• _Task requirements_
Print the part of the Meltano pipeline guide below from "3. Click the" up to and including "using cron syntax.", with no changes.

The plugin is now added to your workspace and committed to its backing repository.

From here, your next step depends on what kind of plugin you installed:

  • If you installed a data source plugin (an extractor), continue to the Create a Data Import Pipeline section below.
  • If you installed a different plugin type or want full control over execution, see the Create a Custom Pipeline guide.

If your data source is not listed in the Available tab, you can bring in your own. See the Adding a Custom Data Source section further down this page.


Create a Data Import Pipeline

Time required: 5 minutes

Prerequisites

You must have:

Overview

A data import pipeline connects an extractor to your data store and runs it on a schedule you define. Each data source has its own required settings, and guidance for each one is shown on the right side of the screen as you configure it.

Steps
  1. In your workspace, click Lab in the left menu, then go to Plugins and open the Available tab.
  2. Find or search for your data source and click Install. You will be moved to the Installed tab.
  3. Click the + Pipeline button next to your chosen data source plugin.
  4. In the Name field at the top, give your pipeline a clear, recognisable name.
  5. Expand the settings sections and fill in all required fields, which are marked with an asterisk (*). Some sources use a Connect to Google button instead.
  6. In the Clean, transform and organise section, choose whether to use the default import actions or supply your own custom actions or script.
  7. In the Automate your import section, set how often the pipeline should run. You can choose from preset schedules or define a custom one using cron syntax.
  8. Click Save. A confirmation bar will appear at the top of the screen.
  9. Navigate to the Pipelines screen. For the next one to two minutes a config job will run to set up your pipeline and commit the changes to your workspace repository.
  10. Once the config job has finished, you can run the pipeline manually or leave it to run on its schedule.

Do not attempt to run the pipeline while the config job is still in progress. Wait for it to complete before triggering a manual run.


Running Your Data Import Locally

Time required: 15 minutes

Prerequisites

You must have:

  • Owner or admin access to the workspace containing the pipeline
  • Git installed
  • Python 3.8 or higher installed
  • Meltano installed (a virtual environment is recommended)

Overview

Every Meltano workspace is backed by a GitHub repository containing a Meltano project. You can clone that repository to your local machine and run any of your data import pipelines without using the cloud platform at all. This is useful for debugging, development, or simply running a pipeline from your own environment.

Setup

  1. In the Meltano app, switch to the workspace that contains the pipeline you want to run locally.
  2. Navigate to Settings and copy the repository URL.
  3. Clone the repository to your local machine:
git clone https://github.com/YourOrg/your-workspace
  1. Change into the cloned directory and create a new .env file:
cd your-workspace
touch .env
  1. Back in the Meltano app, go to Lab, then Pipelines, and expand the pipeline you want to run.
  2. Open the Environment tab and click the .env text field to copy the environment configuration for that pipeline.

• _Records provided_
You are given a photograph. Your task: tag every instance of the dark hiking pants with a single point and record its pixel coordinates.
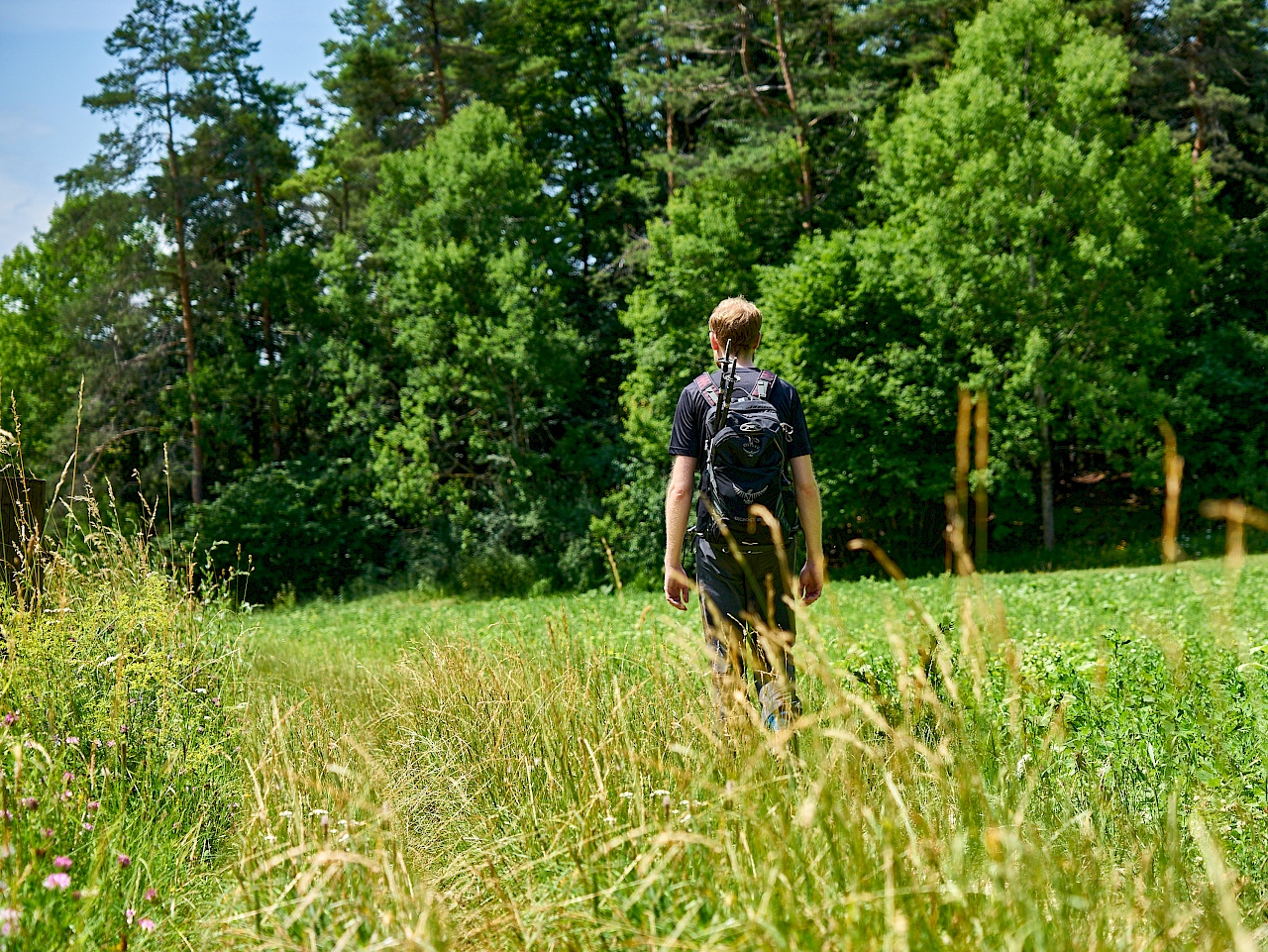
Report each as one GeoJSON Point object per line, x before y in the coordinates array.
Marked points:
{"type": "Point", "coordinates": [738, 599]}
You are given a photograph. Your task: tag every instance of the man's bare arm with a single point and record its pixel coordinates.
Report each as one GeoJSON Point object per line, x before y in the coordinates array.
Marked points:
{"type": "Point", "coordinates": [678, 512]}
{"type": "Point", "coordinates": [809, 507]}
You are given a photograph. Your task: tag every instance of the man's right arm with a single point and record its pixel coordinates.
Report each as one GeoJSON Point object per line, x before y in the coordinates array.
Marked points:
{"type": "Point", "coordinates": [810, 510]}
{"type": "Point", "coordinates": [678, 511]}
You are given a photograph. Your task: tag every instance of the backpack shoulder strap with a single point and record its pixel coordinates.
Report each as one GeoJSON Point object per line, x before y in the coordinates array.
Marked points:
{"type": "Point", "coordinates": [765, 384]}
{"type": "Point", "coordinates": [707, 388]}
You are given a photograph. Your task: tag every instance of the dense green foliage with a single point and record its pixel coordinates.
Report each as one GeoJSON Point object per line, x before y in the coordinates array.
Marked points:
{"type": "Point", "coordinates": [461, 313]}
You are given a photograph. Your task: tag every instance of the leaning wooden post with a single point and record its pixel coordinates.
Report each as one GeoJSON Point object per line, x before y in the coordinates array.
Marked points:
{"type": "Point", "coordinates": [981, 503]}
{"type": "Point", "coordinates": [963, 425]}
{"type": "Point", "coordinates": [1173, 470]}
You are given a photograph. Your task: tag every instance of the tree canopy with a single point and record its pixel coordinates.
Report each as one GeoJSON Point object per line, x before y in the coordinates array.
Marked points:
{"type": "Point", "coordinates": [442, 336]}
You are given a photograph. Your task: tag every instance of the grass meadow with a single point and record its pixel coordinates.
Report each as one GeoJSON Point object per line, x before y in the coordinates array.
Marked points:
{"type": "Point", "coordinates": [1060, 761]}
{"type": "Point", "coordinates": [1015, 762]}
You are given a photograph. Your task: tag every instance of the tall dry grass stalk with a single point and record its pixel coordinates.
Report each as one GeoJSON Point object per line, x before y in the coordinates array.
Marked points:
{"type": "Point", "coordinates": [1173, 471]}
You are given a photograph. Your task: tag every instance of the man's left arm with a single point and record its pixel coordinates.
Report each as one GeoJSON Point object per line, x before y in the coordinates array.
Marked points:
{"type": "Point", "coordinates": [809, 507]}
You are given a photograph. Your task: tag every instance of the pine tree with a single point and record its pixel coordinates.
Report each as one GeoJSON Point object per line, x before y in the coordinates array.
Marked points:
{"type": "Point", "coordinates": [148, 96]}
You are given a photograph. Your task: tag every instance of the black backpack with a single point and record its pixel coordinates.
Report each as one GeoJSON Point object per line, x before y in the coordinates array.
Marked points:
{"type": "Point", "coordinates": [746, 459]}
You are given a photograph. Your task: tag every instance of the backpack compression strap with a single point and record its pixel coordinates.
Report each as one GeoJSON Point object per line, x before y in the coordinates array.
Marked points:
{"type": "Point", "coordinates": [707, 388]}
{"type": "Point", "coordinates": [765, 384]}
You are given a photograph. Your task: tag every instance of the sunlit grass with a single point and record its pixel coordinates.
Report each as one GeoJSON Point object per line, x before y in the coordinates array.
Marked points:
{"type": "Point", "coordinates": [1058, 761]}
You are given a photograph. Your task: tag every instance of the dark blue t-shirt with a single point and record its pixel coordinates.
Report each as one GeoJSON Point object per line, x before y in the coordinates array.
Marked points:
{"type": "Point", "coordinates": [691, 421]}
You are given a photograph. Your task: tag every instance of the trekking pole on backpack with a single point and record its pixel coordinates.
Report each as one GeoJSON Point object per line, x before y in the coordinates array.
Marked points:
{"type": "Point", "coordinates": [727, 385]}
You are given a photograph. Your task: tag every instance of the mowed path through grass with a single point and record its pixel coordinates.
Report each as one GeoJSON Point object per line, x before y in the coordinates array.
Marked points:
{"type": "Point", "coordinates": [544, 772]}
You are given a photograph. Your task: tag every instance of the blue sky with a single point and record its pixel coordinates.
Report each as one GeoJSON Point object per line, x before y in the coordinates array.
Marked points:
{"type": "Point", "coordinates": [50, 58]}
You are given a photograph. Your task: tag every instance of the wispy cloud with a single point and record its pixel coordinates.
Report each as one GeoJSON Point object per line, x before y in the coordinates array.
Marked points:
{"type": "Point", "coordinates": [23, 208]}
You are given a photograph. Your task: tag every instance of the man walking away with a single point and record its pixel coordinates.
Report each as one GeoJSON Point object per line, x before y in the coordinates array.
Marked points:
{"type": "Point", "coordinates": [745, 431]}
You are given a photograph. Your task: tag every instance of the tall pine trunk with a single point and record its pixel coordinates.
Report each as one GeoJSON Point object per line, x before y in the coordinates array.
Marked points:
{"type": "Point", "coordinates": [186, 316]}
{"type": "Point", "coordinates": [438, 62]}
{"type": "Point", "coordinates": [266, 323]}
{"type": "Point", "coordinates": [806, 186]}
{"type": "Point", "coordinates": [1045, 470]}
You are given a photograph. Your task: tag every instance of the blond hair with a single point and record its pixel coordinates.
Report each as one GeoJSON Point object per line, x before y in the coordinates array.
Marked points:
{"type": "Point", "coordinates": [737, 321]}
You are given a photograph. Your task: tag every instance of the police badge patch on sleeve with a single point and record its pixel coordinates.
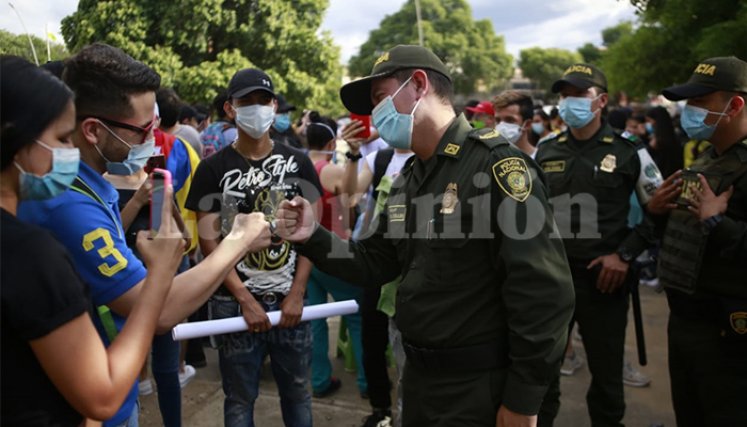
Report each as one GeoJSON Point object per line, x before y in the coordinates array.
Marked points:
{"type": "Point", "coordinates": [512, 176]}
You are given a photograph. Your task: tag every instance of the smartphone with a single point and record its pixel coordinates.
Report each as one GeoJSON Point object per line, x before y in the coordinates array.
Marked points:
{"type": "Point", "coordinates": [155, 162]}
{"type": "Point", "coordinates": [159, 179]}
{"type": "Point", "coordinates": [366, 120]}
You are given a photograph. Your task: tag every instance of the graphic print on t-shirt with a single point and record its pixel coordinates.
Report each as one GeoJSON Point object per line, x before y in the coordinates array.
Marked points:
{"type": "Point", "coordinates": [261, 188]}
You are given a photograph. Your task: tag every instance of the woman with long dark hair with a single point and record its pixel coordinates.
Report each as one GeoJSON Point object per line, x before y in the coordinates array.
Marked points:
{"type": "Point", "coordinates": [664, 145]}
{"type": "Point", "coordinates": [55, 368]}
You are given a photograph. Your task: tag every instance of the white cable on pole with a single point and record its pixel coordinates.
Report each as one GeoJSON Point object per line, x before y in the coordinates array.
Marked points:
{"type": "Point", "coordinates": [237, 324]}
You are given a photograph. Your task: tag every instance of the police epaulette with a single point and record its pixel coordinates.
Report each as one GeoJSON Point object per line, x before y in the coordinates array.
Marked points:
{"type": "Point", "coordinates": [630, 139]}
{"type": "Point", "coordinates": [490, 137]}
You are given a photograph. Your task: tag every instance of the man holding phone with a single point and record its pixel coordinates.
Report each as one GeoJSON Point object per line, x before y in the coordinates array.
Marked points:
{"type": "Point", "coordinates": [114, 102]}
{"type": "Point", "coordinates": [703, 252]}
{"type": "Point", "coordinates": [592, 171]}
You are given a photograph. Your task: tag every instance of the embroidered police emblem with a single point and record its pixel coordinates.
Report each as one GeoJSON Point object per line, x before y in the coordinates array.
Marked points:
{"type": "Point", "coordinates": [492, 134]}
{"type": "Point", "coordinates": [609, 163]}
{"type": "Point", "coordinates": [554, 166]}
{"type": "Point", "coordinates": [738, 322]}
{"type": "Point", "coordinates": [512, 176]}
{"type": "Point", "coordinates": [397, 213]}
{"type": "Point", "coordinates": [452, 149]}
{"type": "Point", "coordinates": [383, 58]}
{"type": "Point", "coordinates": [450, 199]}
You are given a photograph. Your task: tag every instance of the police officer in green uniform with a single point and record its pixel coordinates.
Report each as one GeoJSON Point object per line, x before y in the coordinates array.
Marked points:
{"type": "Point", "coordinates": [591, 173]}
{"type": "Point", "coordinates": [485, 296]}
{"type": "Point", "coordinates": [703, 258]}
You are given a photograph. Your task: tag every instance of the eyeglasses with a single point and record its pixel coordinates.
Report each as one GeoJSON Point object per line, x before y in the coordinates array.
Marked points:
{"type": "Point", "coordinates": [143, 131]}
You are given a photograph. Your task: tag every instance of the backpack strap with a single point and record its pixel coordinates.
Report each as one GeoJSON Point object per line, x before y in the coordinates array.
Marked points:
{"type": "Point", "coordinates": [383, 157]}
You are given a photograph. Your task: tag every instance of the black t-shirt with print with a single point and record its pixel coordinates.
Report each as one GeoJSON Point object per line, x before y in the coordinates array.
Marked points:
{"type": "Point", "coordinates": [40, 292]}
{"type": "Point", "coordinates": [229, 183]}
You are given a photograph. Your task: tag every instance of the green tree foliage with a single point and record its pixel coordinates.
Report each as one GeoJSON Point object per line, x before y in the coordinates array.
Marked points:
{"type": "Point", "coordinates": [590, 53]}
{"type": "Point", "coordinates": [18, 45]}
{"type": "Point", "coordinates": [475, 55]}
{"type": "Point", "coordinates": [197, 45]}
{"type": "Point", "coordinates": [673, 36]}
{"type": "Point", "coordinates": [544, 66]}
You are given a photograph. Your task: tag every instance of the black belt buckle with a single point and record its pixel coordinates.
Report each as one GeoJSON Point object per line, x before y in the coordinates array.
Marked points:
{"type": "Point", "coordinates": [270, 298]}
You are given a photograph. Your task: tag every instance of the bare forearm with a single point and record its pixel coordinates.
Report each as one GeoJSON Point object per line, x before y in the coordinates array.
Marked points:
{"type": "Point", "coordinates": [303, 271]}
{"type": "Point", "coordinates": [192, 288]}
{"type": "Point", "coordinates": [350, 181]}
{"type": "Point", "coordinates": [129, 212]}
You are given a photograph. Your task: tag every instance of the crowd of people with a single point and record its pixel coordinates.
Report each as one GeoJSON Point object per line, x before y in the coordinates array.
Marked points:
{"type": "Point", "coordinates": [474, 238]}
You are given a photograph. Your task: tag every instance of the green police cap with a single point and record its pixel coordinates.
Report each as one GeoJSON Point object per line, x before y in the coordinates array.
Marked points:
{"type": "Point", "coordinates": [727, 73]}
{"type": "Point", "coordinates": [356, 95]}
{"type": "Point", "coordinates": [582, 76]}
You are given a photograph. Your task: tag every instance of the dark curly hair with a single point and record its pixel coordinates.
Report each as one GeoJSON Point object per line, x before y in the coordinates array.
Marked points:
{"type": "Point", "coordinates": [104, 77]}
{"type": "Point", "coordinates": [32, 98]}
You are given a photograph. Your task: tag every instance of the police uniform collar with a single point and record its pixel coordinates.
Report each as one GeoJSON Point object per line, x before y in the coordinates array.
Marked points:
{"type": "Point", "coordinates": [451, 143]}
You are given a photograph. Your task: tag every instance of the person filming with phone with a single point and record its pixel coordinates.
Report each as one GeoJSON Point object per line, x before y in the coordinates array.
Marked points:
{"type": "Point", "coordinates": [114, 121]}
{"type": "Point", "coordinates": [703, 257]}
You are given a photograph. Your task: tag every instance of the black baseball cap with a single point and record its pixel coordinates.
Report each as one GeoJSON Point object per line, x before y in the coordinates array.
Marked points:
{"type": "Point", "coordinates": [248, 80]}
{"type": "Point", "coordinates": [582, 76]}
{"type": "Point", "coordinates": [727, 73]}
{"type": "Point", "coordinates": [356, 95]}
{"type": "Point", "coordinates": [283, 105]}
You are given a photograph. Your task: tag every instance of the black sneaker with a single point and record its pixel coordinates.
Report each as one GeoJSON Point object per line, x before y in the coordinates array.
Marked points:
{"type": "Point", "coordinates": [379, 418]}
{"type": "Point", "coordinates": [334, 385]}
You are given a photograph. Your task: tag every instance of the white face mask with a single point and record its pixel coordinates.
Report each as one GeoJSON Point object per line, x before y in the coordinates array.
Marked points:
{"type": "Point", "coordinates": [510, 131]}
{"type": "Point", "coordinates": [256, 119]}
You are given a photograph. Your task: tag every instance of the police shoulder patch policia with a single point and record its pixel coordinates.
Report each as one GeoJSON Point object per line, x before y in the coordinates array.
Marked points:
{"type": "Point", "coordinates": [512, 176]}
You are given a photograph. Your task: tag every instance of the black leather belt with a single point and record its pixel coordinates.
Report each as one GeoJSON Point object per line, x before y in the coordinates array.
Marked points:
{"type": "Point", "coordinates": [268, 298]}
{"type": "Point", "coordinates": [480, 357]}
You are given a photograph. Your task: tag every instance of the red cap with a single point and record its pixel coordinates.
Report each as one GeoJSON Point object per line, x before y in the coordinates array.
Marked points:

• _Result below_
3. Click the + Pipeline button next to your chosen data source plugin.
  4. In the Name field at the top, give your pipeline a clear, recognisable name.
  5. Expand the settings sections and fill in all required fields, which are marked with an asterisk (*). Some sources use a Connect to Google button instead.
  6. In the Clean, transform and organise section, choose whether to use the default import actions or supply your own custom actions or script.
  7. In the Automate your import section, set how often the pipeline should run. You can choose from preset schedules or define a custom one using cron syntax.